-------- Document passage --------
By default all files without license information are under the default
license of the kernel, which is GPL version 2.

Update the files which contain no license information with the 'GPL-2.0'
SPDX license identifier.  The SPDX identifier is a legally binding
shorthand, which can be used instead of the full boiler plate text.

This patch is based on work done by Thomas Gleixner and Kate Stewart and
Philippe Ombredanne.

How this work was done:

Patches were generated and checked against linux-4.14-rc6 for a subset of
the use cases:
 - file had no licensing information it it.
 - file was a */uapi/* one with no licensing information in it,
 - file was a */uapi/* one with existing licensing information,

Further patches will be generated in subsequent months to fix up cases
where non-standard license headers were used, and references to license
had to be inferred by heuristics based on keywords.
--------
Given task A:
In the records, take the part that opens with the first line and closes with the line containing "x=842 y=265", and change "armrest" to "seat arm" while keeping every other line as it stands. Leave the pictures out of your answer.
The records that follow are unrelated to the text above.
-------- Dataset records --------
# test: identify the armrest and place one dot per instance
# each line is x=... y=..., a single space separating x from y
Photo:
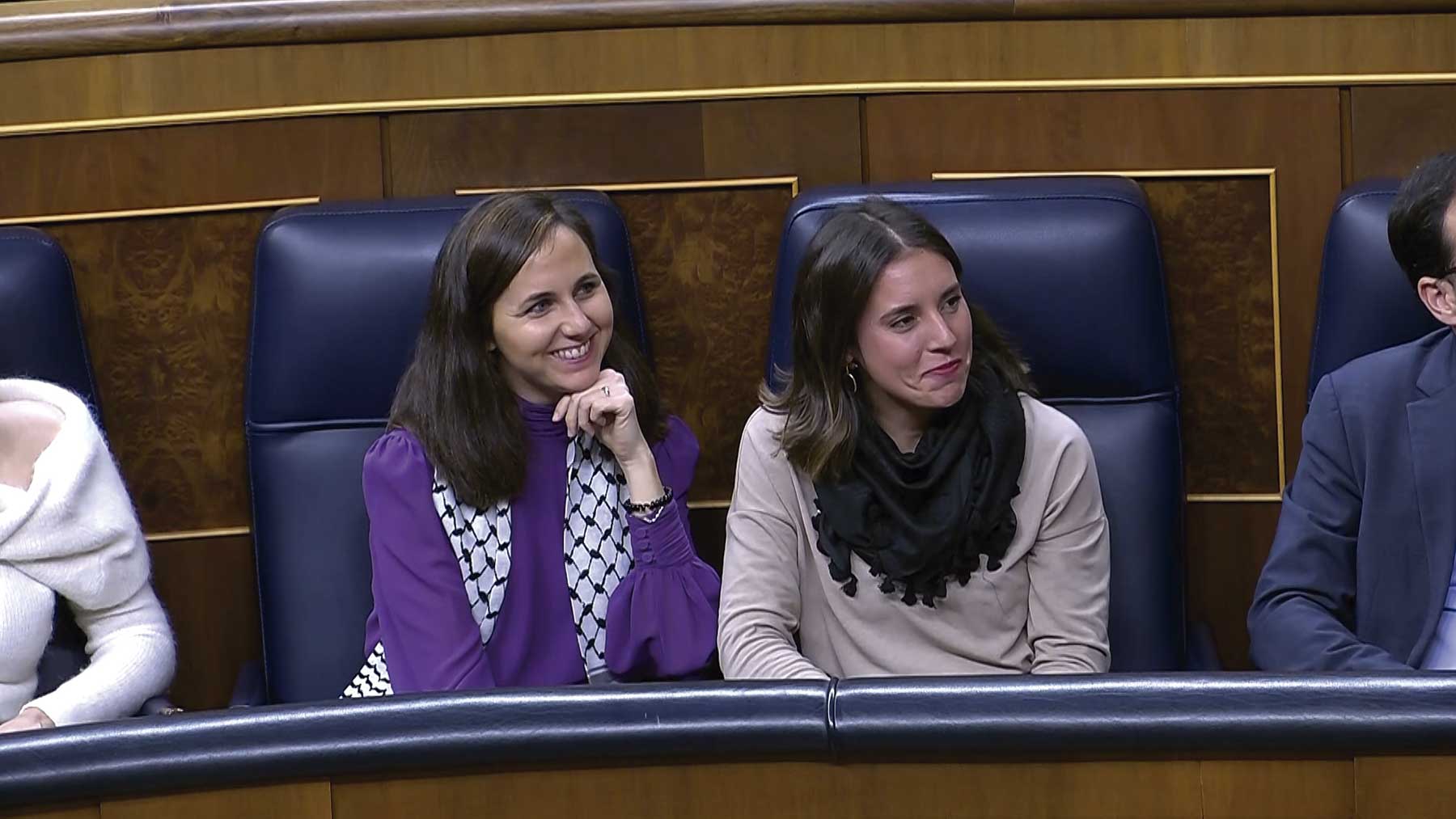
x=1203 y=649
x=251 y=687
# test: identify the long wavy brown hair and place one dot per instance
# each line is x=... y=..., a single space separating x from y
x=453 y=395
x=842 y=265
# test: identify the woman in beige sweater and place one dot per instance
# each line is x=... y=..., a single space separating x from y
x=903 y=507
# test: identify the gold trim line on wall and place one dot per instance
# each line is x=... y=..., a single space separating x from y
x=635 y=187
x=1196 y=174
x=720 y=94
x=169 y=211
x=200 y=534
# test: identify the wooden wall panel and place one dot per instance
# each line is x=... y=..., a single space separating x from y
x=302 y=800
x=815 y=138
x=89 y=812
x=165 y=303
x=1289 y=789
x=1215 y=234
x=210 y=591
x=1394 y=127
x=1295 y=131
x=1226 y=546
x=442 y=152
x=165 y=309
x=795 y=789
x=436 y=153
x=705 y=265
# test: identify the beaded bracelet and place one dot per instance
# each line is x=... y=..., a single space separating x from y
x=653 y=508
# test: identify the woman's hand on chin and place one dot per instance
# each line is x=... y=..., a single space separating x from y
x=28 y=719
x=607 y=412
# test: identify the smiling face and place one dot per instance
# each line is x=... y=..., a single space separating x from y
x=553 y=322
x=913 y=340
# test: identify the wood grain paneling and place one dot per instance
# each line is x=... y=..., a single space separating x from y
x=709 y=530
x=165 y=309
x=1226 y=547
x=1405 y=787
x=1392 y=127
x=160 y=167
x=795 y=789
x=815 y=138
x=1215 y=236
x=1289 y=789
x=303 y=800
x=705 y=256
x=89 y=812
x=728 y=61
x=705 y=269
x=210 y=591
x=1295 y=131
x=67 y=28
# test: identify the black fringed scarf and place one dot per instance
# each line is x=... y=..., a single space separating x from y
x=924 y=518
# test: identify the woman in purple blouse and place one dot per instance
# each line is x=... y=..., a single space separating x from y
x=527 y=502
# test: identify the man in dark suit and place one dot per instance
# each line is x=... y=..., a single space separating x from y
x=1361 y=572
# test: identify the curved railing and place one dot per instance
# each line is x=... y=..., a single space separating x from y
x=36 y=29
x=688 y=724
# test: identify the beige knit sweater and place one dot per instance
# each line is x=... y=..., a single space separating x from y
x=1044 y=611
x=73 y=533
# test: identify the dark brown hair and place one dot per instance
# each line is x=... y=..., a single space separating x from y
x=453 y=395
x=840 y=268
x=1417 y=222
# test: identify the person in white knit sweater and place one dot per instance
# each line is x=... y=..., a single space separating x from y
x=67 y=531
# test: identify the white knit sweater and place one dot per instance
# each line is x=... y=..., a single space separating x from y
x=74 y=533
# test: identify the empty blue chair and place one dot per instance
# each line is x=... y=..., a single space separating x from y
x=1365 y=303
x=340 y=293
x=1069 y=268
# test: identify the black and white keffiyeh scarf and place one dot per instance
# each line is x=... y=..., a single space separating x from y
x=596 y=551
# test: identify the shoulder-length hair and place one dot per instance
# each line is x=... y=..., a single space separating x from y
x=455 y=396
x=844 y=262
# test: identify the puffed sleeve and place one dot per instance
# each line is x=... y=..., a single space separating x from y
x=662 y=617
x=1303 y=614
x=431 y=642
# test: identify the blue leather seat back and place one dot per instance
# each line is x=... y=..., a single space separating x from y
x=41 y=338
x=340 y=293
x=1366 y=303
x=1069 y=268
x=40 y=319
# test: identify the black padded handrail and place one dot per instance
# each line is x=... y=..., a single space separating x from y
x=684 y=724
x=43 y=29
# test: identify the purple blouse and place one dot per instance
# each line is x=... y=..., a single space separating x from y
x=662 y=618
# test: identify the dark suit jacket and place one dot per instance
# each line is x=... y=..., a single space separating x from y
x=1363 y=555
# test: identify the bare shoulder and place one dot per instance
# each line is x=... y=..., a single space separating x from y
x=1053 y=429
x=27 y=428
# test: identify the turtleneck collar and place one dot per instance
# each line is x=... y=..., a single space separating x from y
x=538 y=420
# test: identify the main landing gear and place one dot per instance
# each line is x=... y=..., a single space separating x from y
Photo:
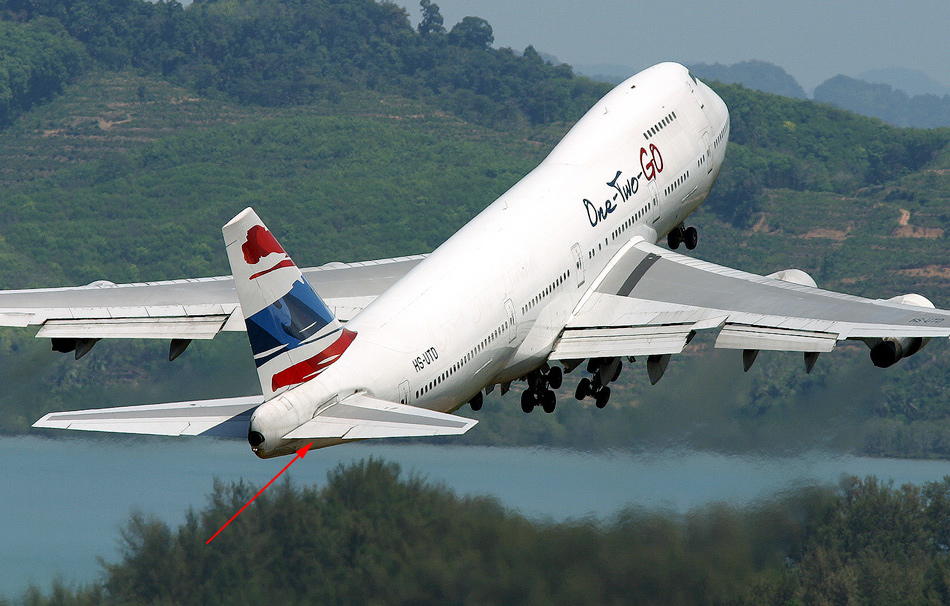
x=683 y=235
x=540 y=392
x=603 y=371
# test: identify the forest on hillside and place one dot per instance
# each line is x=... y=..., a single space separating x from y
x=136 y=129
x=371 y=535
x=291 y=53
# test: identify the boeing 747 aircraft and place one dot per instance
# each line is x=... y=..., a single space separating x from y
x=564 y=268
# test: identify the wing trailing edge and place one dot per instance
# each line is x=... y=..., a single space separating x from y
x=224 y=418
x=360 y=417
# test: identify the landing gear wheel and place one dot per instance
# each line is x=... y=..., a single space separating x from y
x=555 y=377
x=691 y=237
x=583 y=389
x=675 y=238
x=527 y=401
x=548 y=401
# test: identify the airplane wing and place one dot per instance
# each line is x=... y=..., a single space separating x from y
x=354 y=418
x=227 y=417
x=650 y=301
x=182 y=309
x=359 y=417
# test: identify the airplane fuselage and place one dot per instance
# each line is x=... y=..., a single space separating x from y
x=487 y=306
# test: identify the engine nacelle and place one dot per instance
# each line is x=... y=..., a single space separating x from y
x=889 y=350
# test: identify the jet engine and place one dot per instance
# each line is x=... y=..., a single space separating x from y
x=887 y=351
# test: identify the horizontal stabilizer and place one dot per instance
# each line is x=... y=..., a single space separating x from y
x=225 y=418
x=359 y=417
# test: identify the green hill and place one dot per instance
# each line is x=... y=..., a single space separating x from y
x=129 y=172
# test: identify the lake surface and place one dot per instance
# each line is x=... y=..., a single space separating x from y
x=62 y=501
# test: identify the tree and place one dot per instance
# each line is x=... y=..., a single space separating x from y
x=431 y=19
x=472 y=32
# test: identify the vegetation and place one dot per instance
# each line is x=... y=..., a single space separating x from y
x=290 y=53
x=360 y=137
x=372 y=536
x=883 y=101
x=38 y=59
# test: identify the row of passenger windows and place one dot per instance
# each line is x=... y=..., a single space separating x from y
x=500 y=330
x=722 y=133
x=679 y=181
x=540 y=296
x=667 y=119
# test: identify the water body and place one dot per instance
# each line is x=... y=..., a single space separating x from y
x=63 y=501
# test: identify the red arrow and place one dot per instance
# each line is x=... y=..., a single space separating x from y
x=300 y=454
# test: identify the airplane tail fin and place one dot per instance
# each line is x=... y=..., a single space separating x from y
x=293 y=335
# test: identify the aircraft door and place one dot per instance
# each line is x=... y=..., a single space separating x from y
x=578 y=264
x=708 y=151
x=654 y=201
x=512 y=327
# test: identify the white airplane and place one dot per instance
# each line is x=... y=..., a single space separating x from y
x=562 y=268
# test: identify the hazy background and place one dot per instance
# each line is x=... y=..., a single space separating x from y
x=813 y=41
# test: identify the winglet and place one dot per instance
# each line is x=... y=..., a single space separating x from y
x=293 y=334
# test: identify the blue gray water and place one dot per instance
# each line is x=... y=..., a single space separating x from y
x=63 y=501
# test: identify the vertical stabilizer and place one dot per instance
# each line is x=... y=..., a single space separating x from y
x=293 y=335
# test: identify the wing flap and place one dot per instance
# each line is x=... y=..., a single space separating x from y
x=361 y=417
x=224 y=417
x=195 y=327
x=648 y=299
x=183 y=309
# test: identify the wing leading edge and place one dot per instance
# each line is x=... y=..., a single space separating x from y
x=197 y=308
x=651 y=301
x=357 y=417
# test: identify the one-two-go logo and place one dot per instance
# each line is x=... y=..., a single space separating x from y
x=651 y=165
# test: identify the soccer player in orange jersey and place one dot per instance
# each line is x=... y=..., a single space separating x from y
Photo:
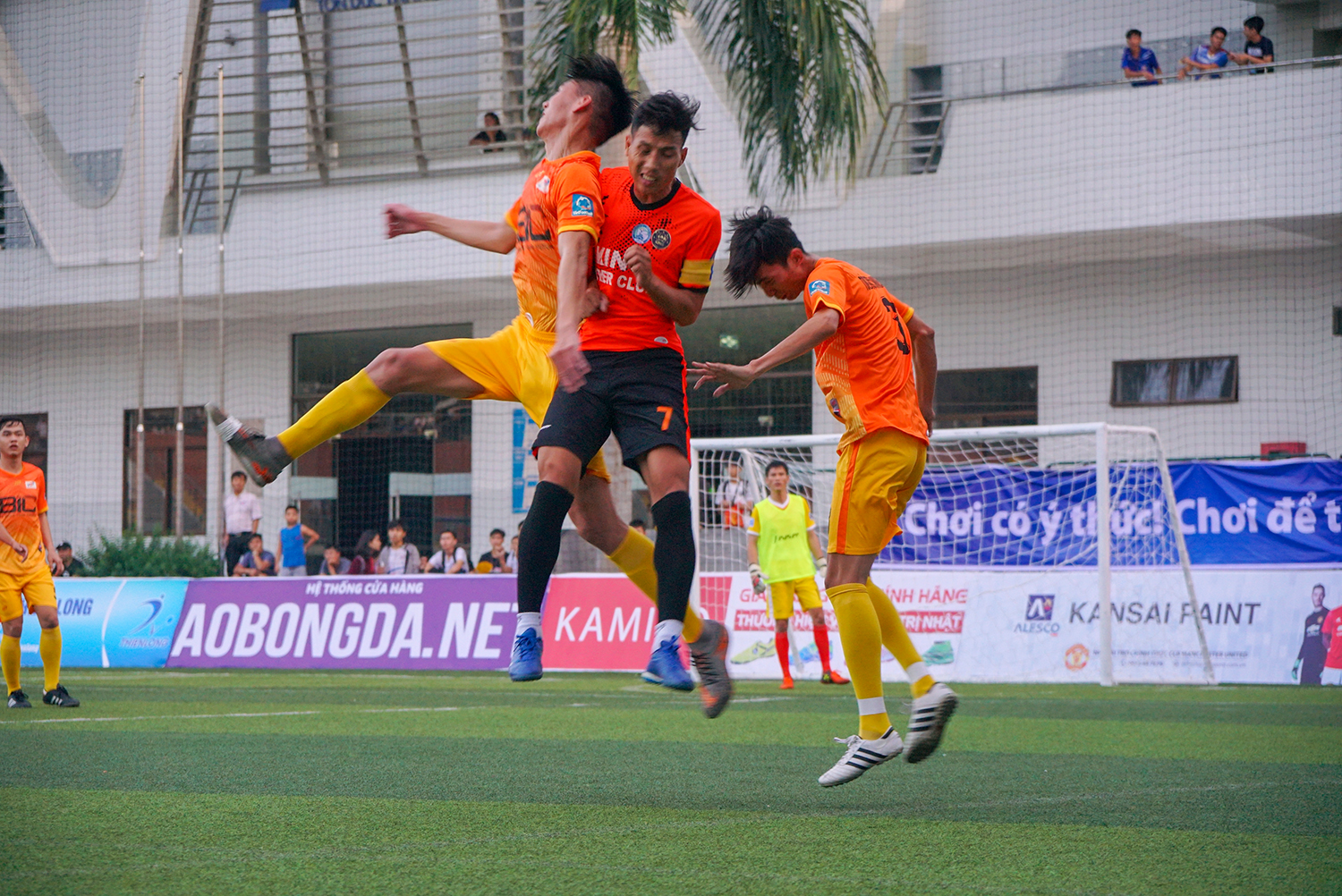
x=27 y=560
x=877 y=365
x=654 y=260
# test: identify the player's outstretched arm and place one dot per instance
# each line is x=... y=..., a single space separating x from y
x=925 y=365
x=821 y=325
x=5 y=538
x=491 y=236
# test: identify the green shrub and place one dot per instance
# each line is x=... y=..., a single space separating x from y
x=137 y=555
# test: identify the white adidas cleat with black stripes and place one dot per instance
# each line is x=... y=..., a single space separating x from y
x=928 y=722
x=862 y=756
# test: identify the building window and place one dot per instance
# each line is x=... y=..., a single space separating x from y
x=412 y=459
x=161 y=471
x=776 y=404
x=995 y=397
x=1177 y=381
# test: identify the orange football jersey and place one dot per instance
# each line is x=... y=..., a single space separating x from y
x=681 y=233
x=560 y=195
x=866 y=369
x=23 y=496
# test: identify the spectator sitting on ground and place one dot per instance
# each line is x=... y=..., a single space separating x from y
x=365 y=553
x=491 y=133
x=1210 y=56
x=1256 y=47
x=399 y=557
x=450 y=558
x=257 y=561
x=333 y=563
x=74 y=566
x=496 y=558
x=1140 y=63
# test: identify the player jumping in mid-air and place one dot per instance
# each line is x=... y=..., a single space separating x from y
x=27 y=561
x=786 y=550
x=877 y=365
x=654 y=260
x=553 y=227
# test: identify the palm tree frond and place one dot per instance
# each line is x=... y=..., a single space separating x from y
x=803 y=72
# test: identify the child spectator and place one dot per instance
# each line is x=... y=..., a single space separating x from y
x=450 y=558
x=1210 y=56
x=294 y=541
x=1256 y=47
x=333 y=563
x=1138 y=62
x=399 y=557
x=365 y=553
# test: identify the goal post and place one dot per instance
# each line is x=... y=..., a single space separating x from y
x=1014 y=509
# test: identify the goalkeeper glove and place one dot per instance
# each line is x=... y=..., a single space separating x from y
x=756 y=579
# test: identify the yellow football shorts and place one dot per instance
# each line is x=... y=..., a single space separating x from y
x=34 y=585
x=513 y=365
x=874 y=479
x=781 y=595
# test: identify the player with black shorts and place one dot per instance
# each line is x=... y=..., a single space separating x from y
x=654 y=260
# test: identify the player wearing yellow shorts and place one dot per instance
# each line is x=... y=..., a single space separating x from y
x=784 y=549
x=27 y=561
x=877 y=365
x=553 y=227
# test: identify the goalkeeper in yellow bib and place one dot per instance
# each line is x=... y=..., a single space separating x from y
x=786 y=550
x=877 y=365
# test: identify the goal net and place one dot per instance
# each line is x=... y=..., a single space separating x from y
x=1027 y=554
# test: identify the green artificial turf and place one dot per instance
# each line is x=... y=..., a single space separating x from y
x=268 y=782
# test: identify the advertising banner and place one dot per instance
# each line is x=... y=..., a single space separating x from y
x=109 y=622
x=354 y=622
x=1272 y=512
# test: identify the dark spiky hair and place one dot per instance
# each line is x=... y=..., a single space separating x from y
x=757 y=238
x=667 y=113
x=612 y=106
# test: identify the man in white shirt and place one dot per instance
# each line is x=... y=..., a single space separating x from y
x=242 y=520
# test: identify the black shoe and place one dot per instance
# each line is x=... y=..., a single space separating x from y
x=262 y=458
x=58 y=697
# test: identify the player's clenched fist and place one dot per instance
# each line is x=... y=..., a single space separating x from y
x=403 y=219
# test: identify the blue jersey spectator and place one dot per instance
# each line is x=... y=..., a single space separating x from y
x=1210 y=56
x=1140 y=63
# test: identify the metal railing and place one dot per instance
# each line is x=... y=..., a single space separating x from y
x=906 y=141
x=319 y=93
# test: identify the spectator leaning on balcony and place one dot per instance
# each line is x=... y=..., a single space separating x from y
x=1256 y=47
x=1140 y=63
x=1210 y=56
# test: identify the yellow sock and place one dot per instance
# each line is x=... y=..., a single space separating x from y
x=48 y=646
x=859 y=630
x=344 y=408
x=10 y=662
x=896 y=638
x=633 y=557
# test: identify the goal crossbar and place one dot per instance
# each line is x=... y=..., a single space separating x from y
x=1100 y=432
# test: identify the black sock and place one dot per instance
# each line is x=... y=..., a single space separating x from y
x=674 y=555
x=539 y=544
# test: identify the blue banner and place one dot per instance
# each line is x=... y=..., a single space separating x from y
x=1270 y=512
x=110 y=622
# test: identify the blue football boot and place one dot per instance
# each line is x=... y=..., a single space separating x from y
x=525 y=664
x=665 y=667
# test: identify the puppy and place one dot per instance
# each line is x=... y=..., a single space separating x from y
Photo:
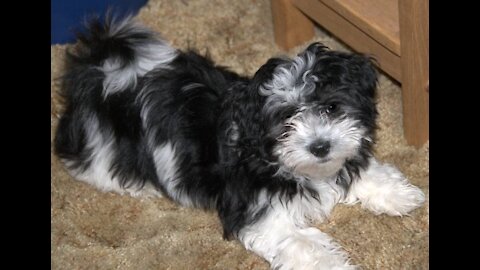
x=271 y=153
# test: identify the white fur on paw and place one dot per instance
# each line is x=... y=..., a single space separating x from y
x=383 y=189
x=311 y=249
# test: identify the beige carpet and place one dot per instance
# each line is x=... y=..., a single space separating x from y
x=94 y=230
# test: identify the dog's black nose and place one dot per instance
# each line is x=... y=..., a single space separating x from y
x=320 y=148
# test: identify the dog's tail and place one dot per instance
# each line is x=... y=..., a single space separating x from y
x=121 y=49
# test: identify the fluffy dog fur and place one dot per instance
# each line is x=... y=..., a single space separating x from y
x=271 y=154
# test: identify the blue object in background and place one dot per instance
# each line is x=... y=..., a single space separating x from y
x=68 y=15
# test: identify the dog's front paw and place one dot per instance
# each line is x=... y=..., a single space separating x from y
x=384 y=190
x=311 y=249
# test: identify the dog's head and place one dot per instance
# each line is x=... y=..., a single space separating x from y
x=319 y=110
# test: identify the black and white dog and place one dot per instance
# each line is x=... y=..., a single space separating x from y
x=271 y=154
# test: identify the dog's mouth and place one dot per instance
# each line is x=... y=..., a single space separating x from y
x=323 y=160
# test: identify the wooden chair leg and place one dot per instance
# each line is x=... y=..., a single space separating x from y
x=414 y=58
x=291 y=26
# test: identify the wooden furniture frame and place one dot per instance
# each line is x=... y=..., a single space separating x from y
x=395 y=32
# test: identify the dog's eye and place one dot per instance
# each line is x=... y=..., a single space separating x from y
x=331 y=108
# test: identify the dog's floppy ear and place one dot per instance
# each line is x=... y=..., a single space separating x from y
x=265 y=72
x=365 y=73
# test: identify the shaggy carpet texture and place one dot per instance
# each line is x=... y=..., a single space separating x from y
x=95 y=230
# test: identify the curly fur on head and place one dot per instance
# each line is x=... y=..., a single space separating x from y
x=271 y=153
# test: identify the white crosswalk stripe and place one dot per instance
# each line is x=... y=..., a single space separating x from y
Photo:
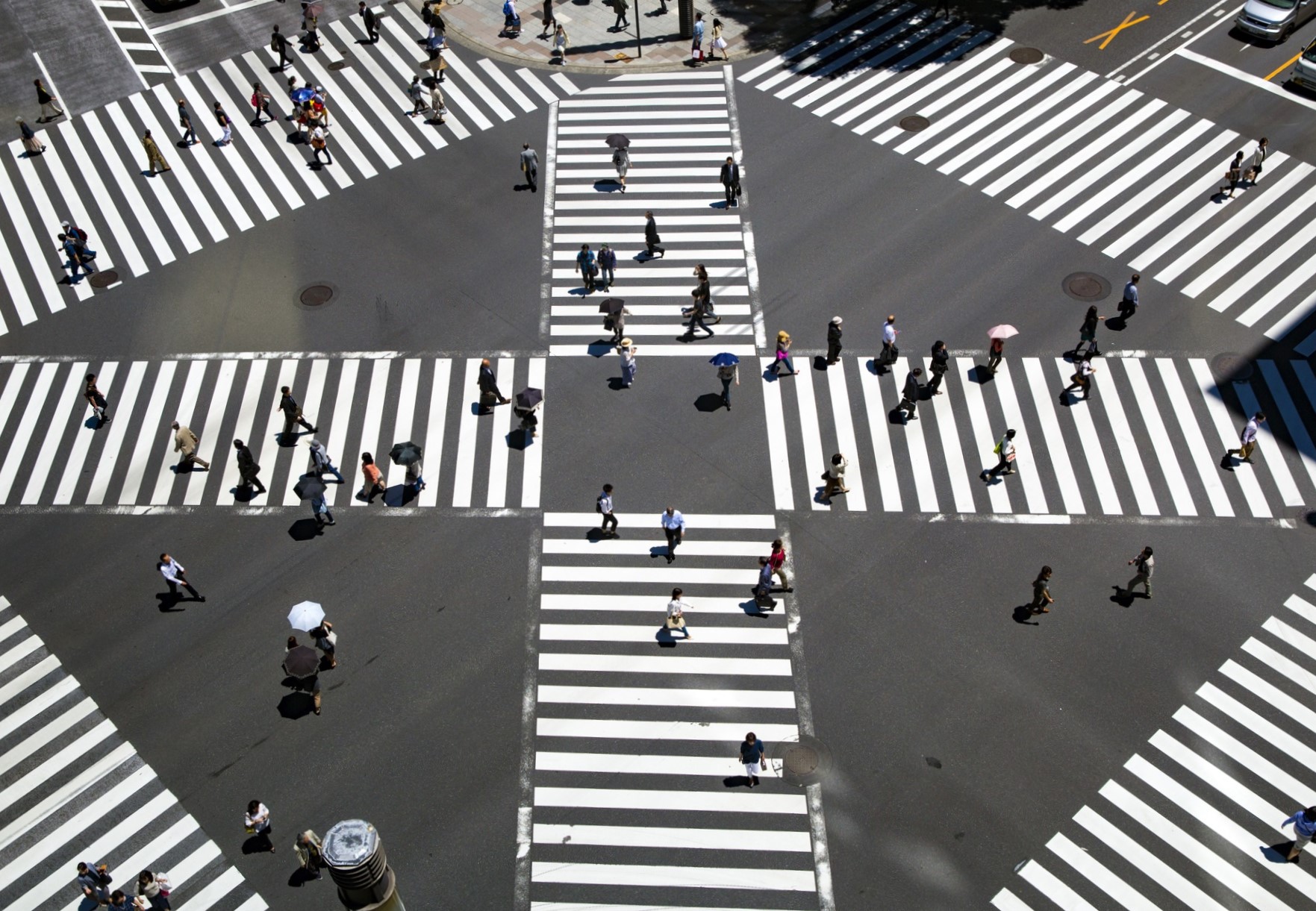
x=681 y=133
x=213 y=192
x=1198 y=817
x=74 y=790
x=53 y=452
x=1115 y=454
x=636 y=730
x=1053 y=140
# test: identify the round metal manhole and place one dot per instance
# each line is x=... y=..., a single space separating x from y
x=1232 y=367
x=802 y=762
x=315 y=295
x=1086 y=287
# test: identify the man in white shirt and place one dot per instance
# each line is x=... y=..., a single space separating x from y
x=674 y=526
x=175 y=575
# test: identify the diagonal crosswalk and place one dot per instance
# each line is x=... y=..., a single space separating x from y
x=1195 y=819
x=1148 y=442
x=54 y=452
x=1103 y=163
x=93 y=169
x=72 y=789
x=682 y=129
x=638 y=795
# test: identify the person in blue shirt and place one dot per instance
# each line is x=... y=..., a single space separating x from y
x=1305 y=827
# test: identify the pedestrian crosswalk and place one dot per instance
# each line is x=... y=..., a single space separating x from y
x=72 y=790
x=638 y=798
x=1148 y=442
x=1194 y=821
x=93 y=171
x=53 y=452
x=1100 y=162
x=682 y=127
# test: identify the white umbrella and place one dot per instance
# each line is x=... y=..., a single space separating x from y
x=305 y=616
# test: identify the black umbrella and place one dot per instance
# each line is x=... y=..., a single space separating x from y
--------
Given task B:
According to the kernel licensing passage, which license applies by default to files that carry no license information?

Written reply A:
# test: identify the seat arm and place one dot per instance
# each line is x=... y=..., a single space separating x from y
Photo:
x=1203 y=649
x=251 y=687
# test: identify the long wavy brown hair and place one dot per instance
# each line is x=... y=..., a single space separating x from y
x=453 y=395
x=842 y=265

Written reply B:
GPL version 2, the default license of the kernel.